Content starts

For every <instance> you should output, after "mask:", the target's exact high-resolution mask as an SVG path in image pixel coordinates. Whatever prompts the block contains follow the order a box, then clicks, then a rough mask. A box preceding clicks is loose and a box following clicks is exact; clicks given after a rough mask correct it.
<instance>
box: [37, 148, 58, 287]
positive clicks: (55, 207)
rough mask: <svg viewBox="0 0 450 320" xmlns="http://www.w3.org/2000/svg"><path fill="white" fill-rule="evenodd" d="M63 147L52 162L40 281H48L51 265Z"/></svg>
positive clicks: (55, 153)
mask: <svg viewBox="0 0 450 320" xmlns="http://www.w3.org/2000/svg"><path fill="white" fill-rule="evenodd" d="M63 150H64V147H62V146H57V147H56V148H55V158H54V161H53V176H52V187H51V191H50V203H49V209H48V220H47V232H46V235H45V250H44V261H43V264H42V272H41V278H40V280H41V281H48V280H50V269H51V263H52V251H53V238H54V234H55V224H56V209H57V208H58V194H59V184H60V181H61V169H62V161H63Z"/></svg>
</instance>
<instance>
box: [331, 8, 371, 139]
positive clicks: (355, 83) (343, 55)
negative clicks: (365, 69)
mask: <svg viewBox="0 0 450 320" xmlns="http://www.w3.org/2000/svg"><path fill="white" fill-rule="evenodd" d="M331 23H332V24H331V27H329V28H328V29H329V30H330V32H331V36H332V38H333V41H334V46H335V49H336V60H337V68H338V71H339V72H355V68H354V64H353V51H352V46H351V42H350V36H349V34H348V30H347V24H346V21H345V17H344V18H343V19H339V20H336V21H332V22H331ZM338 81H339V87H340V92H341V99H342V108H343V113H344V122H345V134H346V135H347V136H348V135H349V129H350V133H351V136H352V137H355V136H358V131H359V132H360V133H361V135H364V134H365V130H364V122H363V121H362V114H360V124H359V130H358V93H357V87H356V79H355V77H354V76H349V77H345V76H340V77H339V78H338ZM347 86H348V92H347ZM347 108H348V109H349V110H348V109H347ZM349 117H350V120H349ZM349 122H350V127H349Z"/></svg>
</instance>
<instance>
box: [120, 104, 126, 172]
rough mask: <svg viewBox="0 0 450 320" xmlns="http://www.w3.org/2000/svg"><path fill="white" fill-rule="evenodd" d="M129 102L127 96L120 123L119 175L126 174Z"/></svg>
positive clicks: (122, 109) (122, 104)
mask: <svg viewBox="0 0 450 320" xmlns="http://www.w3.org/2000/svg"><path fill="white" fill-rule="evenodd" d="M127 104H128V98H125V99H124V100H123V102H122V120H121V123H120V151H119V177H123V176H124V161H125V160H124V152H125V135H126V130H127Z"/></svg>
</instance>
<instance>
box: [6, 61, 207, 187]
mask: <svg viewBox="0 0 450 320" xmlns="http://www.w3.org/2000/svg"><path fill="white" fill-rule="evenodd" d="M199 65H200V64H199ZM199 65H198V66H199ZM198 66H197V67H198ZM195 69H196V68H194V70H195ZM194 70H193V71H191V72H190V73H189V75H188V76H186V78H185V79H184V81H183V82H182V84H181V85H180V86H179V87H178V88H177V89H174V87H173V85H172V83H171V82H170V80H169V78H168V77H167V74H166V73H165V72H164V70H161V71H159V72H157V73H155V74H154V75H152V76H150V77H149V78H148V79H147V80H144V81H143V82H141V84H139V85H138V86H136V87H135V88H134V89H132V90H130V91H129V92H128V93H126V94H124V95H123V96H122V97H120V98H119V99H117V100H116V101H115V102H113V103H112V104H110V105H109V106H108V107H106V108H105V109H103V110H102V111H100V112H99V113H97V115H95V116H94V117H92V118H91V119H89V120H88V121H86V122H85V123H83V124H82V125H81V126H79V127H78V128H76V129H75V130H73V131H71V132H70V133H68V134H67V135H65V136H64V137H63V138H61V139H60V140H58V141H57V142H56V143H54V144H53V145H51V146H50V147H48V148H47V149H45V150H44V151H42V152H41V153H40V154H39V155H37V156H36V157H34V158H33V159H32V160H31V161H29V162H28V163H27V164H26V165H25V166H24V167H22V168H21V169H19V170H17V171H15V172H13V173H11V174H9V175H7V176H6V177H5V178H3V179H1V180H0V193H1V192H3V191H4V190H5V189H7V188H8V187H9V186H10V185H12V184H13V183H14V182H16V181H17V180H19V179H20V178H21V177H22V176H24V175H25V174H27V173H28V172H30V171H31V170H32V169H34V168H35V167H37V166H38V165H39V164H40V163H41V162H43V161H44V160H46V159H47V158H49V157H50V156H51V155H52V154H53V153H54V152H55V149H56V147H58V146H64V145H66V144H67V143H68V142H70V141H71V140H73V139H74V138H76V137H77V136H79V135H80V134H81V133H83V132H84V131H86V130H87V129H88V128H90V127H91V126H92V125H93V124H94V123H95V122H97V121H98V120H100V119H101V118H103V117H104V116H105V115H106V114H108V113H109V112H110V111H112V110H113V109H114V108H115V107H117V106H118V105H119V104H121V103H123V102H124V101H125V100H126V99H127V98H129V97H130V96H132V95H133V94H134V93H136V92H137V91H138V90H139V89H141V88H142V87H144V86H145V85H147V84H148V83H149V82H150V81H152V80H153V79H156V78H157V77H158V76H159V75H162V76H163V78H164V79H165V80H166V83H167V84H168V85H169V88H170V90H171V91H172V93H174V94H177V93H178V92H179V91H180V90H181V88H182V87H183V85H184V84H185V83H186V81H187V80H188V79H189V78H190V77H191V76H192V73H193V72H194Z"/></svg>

Content ends

Please reproduce every line of the entries above, with no changes of any kind.

• **Problem solution**
For every <instance> you should output, after "mask:", the target's exact high-resolution mask as an SVG path in image pixel coordinates. Whatever prompts the block contains follow the order a box, then clicks, then a rough mask. A box preceding clicks is loose and a box following clicks is exact; clicks given after a rough mask correct it.
<instance>
box: [37, 148, 58, 287]
positive clicks: (55, 207)
rough mask: <svg viewBox="0 0 450 320" xmlns="http://www.w3.org/2000/svg"><path fill="white" fill-rule="evenodd" d="M63 147L52 162L40 281H48L51 265Z"/></svg>
positive clicks: (55, 153)
mask: <svg viewBox="0 0 450 320" xmlns="http://www.w3.org/2000/svg"><path fill="white" fill-rule="evenodd" d="M63 150H64V147H62V146H57V147H56V148H55V158H54V161H53V176H52V187H51V191H50V203H49V209H48V220H47V232H46V235H45V250H44V261H43V264H42V272H41V278H40V280H41V281H48V280H50V269H51V263H52V251H53V238H54V234H55V224H56V209H57V208H58V194H59V184H60V181H61V169H62V161H63Z"/></svg>
</instance>
<instance>
box: [331, 8, 371, 139]
positive clicks: (355, 83) (343, 55)
negative clicks: (365, 69)
mask: <svg viewBox="0 0 450 320" xmlns="http://www.w3.org/2000/svg"><path fill="white" fill-rule="evenodd" d="M331 23H332V24H331V27H329V28H328V29H329V30H330V32H331V36H332V38H333V41H334V46H335V49H336V60H337V68H338V71H339V72H355V68H354V64H353V51H352V46H351V42H350V36H349V34H348V30H347V24H346V21H345V17H344V18H343V19H339V20H336V21H332V22H331ZM338 81H339V87H340V92H341V99H342V108H343V113H344V122H345V134H346V135H347V136H348V135H349V129H350V133H351V136H352V137H355V136H358V131H359V132H360V133H361V135H364V134H365V130H364V122H363V121H362V114H360V124H359V130H358V93H357V87H356V79H355V77H354V76H349V77H345V76H340V77H339V78H338ZM347 86H348V92H347ZM347 108H348V109H349V110H348V109H347ZM349 117H350V120H349ZM349 122H350V127H349Z"/></svg>
</instance>
<instance>
box: [120, 104, 126, 172]
rough mask: <svg viewBox="0 0 450 320" xmlns="http://www.w3.org/2000/svg"><path fill="white" fill-rule="evenodd" d="M129 102L127 96L120 123L119 175L126 174Z"/></svg>
positive clicks: (122, 109) (122, 104)
mask: <svg viewBox="0 0 450 320" xmlns="http://www.w3.org/2000/svg"><path fill="white" fill-rule="evenodd" d="M127 104H128V98H125V99H124V100H123V102H122V120H121V123H120V151H119V177H123V176H124V161H125V160H124V152H125V135H126V130H127Z"/></svg>
</instance>
<instance>
box: [6, 61, 207, 187]
mask: <svg viewBox="0 0 450 320" xmlns="http://www.w3.org/2000/svg"><path fill="white" fill-rule="evenodd" d="M199 65H200V64H199ZM199 65H198V66H199ZM198 66H197V67H198ZM195 69H196V68H194V70H195ZM194 70H193V71H191V72H190V73H189V75H188V76H186V78H185V79H184V81H183V82H182V84H181V85H180V86H179V87H178V88H177V89H174V87H173V85H172V83H171V82H170V80H169V78H168V77H167V74H166V73H165V72H164V70H161V71H159V72H157V73H155V74H154V75H152V76H150V77H149V78H148V79H147V80H144V81H143V82H141V84H139V85H138V86H136V87H135V88H134V89H132V90H130V91H129V92H128V93H126V94H124V95H123V96H122V97H120V98H119V99H117V100H116V101H115V102H113V103H112V104H110V105H109V106H108V107H106V108H105V109H103V110H102V111H100V112H99V113H97V115H95V116H94V117H92V118H91V119H89V120H88V121H86V122H85V123H83V124H82V125H81V126H79V127H78V128H76V129H75V130H73V131H71V132H70V133H68V134H67V135H65V136H64V137H63V138H61V139H60V140H58V141H57V142H56V143H54V144H53V145H51V146H50V147H48V148H47V149H45V150H44V151H42V152H41V153H40V154H39V155H37V156H36V157H34V158H33V159H32V160H31V161H29V162H28V163H27V164H26V165H25V166H24V167H22V168H21V169H19V170H17V171H15V172H13V173H11V174H9V175H7V176H6V177H5V178H3V179H1V180H0V193H1V192H3V191H4V190H5V189H7V188H8V187H9V186H10V185H12V184H13V183H14V182H16V181H17V180H19V179H20V178H21V177H22V176H24V175H25V174H27V173H28V172H30V171H31V170H32V169H34V168H35V167H37V166H38V165H39V164H40V163H41V162H43V161H44V160H46V159H47V158H49V157H50V156H51V155H52V154H53V153H54V152H55V149H56V147H58V146H64V145H66V144H67V143H68V142H70V141H71V140H73V139H74V138H76V137H77V136H79V135H80V134H81V133H83V132H84V131H86V130H87V129H88V128H90V127H91V126H92V125H93V124H94V123H95V122H97V121H98V120H100V119H101V118H103V117H104V116H105V115H106V114H108V113H109V112H110V111H112V110H113V109H114V108H115V107H117V106H118V105H119V104H121V103H123V102H124V101H125V100H126V99H127V98H129V97H130V96H132V95H133V94H134V93H136V92H137V91H138V90H139V89H141V88H142V87H144V86H145V85H147V84H148V83H149V82H150V81H152V80H153V79H156V78H157V77H158V76H159V75H162V76H163V78H164V79H165V80H166V83H167V84H168V85H169V88H170V90H171V91H172V93H174V94H177V93H178V92H179V91H180V90H181V88H182V87H183V85H184V84H185V83H186V81H187V80H188V79H189V78H190V77H191V76H192V73H193V72H194Z"/></svg>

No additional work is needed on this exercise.